### Excerpt to read
'''

In the early years of the Cleveland Police Department, the Third Precinct station house was located on Forest Street (present day East 37th) between Woodland and Orange Streets. According to the Cleveland Daily Herald, the police took possession of the new Third Precinct Station on January 20th, 1869. Sergeant Samuel J. Jones was In Charge and he was to be assigned a “…requisite number of men under his control to run it properly.”
According to the Annual Report of the Acting Police Commissioners on May 5th, 1869 there was one Sergeant and eleven Patrolmen stationed at the Third Precinct as well as talk of building a new, larger station house that would include “one window placed in each of the cells.” But it wasn’t until late 1871 that plans and specifications were drawn up and another year before the new Third Precinct station house was completed and occupied.

'''

### What to work on
A. Using the passage on the Third Precinct station house, say whether each statement agrees with it, answering yes or no and quoting the deciding words. (i) The police took possession of the new Third Precinct Station in 1869. (ii) In May 1869 two Sergeants were stationed at the Third Precinct. (iii) Plans and specifications for the larger station house were drawn up in 1869.
B. Translate this sentence from the passage on the Third Precinct station house into Spanish: "According to the Cleveland Daily Herald, the police took possession of the new Third Precinct Station on January 20th, 1869."
C. Write out everything in the passage on the Third Precinct station house from "According to the Annual" down to "completed and occupied.", swapping "Patrolmen" for "Officers".

Stored items from a collection:
'''

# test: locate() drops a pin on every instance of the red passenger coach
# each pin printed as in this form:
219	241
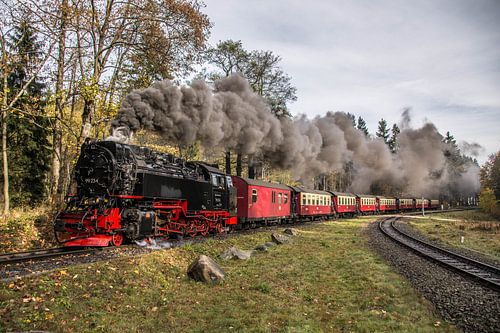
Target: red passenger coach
261	202
367	204
386	204
312	203
406	204
434	204
344	203
420	202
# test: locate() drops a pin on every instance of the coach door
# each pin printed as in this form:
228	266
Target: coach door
219	196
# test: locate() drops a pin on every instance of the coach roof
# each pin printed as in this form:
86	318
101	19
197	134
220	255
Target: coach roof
262	183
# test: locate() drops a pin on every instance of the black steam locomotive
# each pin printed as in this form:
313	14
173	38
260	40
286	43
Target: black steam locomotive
135	192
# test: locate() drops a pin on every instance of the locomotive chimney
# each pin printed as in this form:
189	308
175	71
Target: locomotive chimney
228	162
251	168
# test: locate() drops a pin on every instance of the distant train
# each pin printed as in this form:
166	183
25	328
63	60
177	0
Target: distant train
127	192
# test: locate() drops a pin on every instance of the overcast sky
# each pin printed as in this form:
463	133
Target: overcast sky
374	58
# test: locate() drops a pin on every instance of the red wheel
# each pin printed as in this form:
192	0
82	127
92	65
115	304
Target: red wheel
205	230
117	240
192	230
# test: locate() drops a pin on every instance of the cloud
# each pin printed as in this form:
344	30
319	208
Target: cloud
373	58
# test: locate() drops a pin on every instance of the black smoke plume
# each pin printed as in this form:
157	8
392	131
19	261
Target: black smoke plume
231	116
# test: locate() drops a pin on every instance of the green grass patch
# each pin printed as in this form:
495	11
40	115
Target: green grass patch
26	229
327	280
480	233
475	215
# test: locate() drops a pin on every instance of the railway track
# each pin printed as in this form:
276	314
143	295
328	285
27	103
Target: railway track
484	273
16	257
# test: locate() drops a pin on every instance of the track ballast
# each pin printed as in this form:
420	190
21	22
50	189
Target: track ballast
484	273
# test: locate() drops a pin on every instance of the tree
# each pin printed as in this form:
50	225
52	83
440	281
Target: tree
21	62
383	131
229	57
352	117
449	139
261	69
152	39
268	80
490	174
393	141
362	126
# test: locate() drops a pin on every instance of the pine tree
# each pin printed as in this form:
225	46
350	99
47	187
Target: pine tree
352	117
383	131
362	127
450	139
393	141
27	127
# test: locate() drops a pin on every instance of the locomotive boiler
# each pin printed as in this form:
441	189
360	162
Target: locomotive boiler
130	192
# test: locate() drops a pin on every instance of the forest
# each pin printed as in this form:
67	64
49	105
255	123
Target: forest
67	65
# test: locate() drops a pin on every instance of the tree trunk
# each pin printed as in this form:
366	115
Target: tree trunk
251	168
238	165
228	162
6	198
5	165
86	121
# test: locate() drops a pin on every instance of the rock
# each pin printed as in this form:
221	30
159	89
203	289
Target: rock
262	248
234	252
205	269
280	239
291	231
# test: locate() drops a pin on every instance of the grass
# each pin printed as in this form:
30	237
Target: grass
481	233
327	280
26	229
475	215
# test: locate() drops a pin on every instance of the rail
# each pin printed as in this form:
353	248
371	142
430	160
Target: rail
486	274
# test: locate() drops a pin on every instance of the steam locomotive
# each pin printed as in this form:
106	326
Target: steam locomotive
126	191
131	192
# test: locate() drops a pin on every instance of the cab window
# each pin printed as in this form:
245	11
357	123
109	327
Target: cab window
254	196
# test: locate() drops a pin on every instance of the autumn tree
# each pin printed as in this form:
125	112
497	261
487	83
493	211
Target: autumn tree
393	141
362	126
16	84
490	174
383	131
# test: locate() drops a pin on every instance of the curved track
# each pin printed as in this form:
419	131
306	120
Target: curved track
15	257
484	273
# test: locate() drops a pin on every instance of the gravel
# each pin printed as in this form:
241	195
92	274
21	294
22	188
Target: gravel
39	266
465	252
459	300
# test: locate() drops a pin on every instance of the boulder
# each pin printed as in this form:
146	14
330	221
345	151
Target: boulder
205	269
235	253
262	248
280	239
291	231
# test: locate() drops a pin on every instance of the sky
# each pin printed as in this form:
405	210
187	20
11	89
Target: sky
441	58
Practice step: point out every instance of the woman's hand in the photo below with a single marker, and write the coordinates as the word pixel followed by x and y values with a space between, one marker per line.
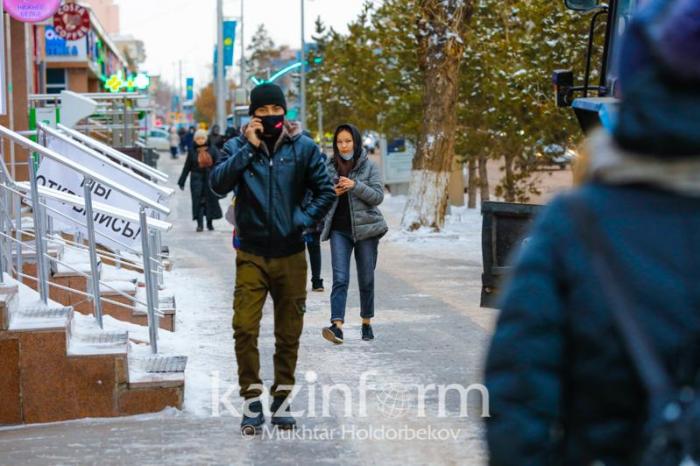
pixel 344 185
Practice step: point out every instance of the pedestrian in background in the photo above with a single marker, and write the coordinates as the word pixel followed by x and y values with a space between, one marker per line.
pixel 271 167
pixel 181 132
pixel 216 139
pixel 353 224
pixel 188 139
pixel 610 272
pixel 174 140
pixel 200 160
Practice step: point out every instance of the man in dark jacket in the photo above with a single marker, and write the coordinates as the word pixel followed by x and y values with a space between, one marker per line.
pixel 271 167
pixel 563 387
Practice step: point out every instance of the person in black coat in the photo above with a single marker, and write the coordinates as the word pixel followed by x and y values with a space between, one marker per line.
pixel 204 202
pixel 216 138
pixel 564 387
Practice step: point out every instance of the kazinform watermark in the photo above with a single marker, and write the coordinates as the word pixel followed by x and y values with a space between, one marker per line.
pixel 393 400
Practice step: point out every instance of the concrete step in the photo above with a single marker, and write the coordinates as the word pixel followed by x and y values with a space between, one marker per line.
pixel 56 366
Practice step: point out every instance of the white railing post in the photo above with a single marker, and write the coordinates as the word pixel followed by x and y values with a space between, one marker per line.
pixel 150 301
pixel 41 262
pixel 92 245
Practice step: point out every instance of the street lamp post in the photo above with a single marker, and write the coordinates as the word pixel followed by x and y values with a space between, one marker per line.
pixel 243 77
pixel 302 113
pixel 220 78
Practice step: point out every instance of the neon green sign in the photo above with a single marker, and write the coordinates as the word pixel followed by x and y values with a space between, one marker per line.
pixel 118 82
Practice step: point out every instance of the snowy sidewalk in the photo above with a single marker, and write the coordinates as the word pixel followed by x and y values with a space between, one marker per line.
pixel 429 328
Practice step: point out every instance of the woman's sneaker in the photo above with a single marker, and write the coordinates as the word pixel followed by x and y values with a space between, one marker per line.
pixel 317 285
pixel 333 334
pixel 367 333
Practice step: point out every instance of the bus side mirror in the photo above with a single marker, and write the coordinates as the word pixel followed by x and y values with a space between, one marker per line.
pixel 563 81
pixel 582 5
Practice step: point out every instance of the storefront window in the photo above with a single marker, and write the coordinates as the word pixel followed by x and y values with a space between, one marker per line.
pixel 55 80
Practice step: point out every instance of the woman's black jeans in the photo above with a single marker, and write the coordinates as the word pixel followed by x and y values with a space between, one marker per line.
pixel 314 247
pixel 342 246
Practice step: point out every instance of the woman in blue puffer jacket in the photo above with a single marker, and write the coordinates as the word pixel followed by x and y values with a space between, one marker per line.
pixel 563 388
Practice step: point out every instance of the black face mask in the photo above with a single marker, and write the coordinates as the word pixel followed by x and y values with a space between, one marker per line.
pixel 272 127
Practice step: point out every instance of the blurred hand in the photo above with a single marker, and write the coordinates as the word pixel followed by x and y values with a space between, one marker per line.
pixel 344 185
pixel 253 130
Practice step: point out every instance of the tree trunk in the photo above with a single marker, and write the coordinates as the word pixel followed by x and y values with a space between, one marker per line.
pixel 443 25
pixel 509 184
pixel 456 185
pixel 473 184
pixel 484 179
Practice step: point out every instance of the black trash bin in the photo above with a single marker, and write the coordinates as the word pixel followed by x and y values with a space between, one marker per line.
pixel 504 228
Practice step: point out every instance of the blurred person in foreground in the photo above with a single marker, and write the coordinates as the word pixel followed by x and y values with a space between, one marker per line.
pixel 564 385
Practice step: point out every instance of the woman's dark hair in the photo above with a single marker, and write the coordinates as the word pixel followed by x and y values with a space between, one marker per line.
pixel 356 139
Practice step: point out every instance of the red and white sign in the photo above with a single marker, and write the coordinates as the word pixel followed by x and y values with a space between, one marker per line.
pixel 71 21
pixel 31 11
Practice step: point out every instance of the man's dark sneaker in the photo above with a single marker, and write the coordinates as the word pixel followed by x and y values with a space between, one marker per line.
pixel 317 285
pixel 367 333
pixel 333 334
pixel 253 418
pixel 281 416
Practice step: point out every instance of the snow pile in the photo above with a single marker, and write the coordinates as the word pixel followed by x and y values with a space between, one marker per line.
pixel 460 237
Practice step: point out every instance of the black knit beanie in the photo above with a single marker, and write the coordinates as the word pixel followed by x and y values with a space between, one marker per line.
pixel 266 94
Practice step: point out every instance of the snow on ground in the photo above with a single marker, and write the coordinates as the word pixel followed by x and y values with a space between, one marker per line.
pixel 460 237
pixel 200 312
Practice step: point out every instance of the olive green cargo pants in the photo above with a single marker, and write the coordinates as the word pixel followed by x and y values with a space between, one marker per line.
pixel 285 279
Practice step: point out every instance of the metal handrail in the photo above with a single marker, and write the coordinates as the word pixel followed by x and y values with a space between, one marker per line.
pixel 78 201
pixel 167 192
pixel 78 272
pixel 121 157
pixel 39 213
pixel 34 147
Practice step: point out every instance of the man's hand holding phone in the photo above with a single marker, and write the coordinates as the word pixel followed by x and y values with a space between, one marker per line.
pixel 254 131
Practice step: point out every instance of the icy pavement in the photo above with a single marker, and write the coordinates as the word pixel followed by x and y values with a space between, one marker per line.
pixel 395 400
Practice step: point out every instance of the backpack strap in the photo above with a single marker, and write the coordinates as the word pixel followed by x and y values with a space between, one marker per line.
pixel 660 389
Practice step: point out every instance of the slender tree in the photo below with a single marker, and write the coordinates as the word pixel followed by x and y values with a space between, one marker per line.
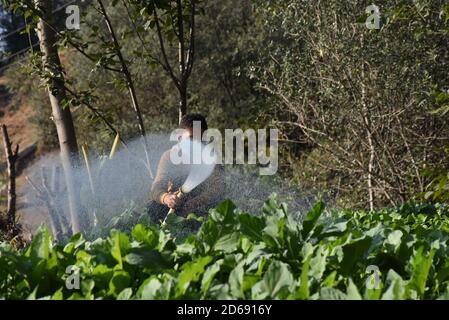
pixel 62 116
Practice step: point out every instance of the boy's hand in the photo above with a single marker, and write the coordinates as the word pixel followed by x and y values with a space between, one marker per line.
pixel 171 200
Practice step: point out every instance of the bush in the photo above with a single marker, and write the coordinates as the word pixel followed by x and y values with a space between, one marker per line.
pixel 238 255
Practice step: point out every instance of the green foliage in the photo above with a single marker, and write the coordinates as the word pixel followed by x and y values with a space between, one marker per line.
pixel 242 256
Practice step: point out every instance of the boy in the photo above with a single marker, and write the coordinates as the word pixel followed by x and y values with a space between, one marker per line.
pixel 170 177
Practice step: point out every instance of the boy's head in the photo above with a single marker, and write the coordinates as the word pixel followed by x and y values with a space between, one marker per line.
pixel 187 123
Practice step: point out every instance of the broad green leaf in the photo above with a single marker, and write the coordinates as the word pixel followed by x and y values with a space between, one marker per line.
pixel 420 265
pixel 276 282
pixel 228 243
pixel 304 292
pixel 312 218
pixel 191 272
pixel 120 281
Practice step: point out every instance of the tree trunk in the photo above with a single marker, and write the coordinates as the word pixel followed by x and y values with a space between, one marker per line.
pixel 11 158
pixel 182 100
pixel 61 115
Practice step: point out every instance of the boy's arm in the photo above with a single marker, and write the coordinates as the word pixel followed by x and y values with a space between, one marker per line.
pixel 162 179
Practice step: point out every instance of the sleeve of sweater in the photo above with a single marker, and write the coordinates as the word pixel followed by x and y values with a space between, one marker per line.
pixel 161 182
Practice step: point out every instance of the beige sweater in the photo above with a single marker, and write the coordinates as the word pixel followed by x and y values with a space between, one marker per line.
pixel 170 178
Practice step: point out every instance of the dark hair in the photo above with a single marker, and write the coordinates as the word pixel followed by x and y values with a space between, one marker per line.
pixel 188 119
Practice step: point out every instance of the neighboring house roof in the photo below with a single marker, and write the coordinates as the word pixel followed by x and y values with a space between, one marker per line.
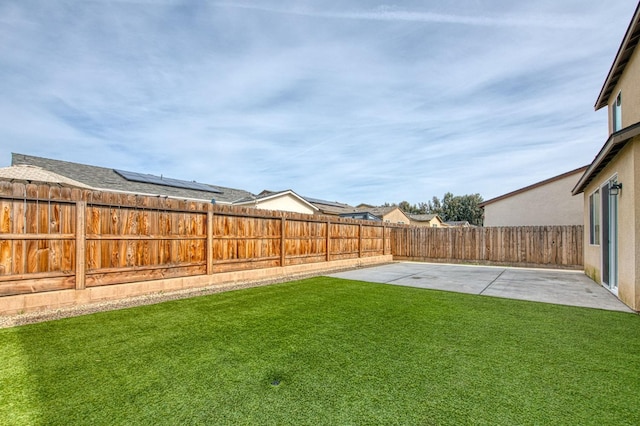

'''

### List of answers
A.
(i) Yes: "the police took possession of the new Third Precinct Station on January 20th, 1869"
(ii) No: "there was one Sergeant and eleven Patrolmen stationed at the Third Precinct"
(iii) No: "But it wasn’t until late 1871 that plans and specifications were drawn up"

B. Según el Cleveland Daily Herald, la policía tomó posesión de la nueva Estación del Tercer Precinto el 20 de enero de 1869.

C.
According to the Annual Report of the Acting Police Commissioners on May 5th, 1869 there was one Sergeant and eleven Officers stationed at the Third Precinct as well as talk of building a new, larger station house that would include “one window placed in each of the cells.” But it wasn’t until late 1871 that plans and specifications were drawn up and another year before the new Third Precinct station house was completed and occupied.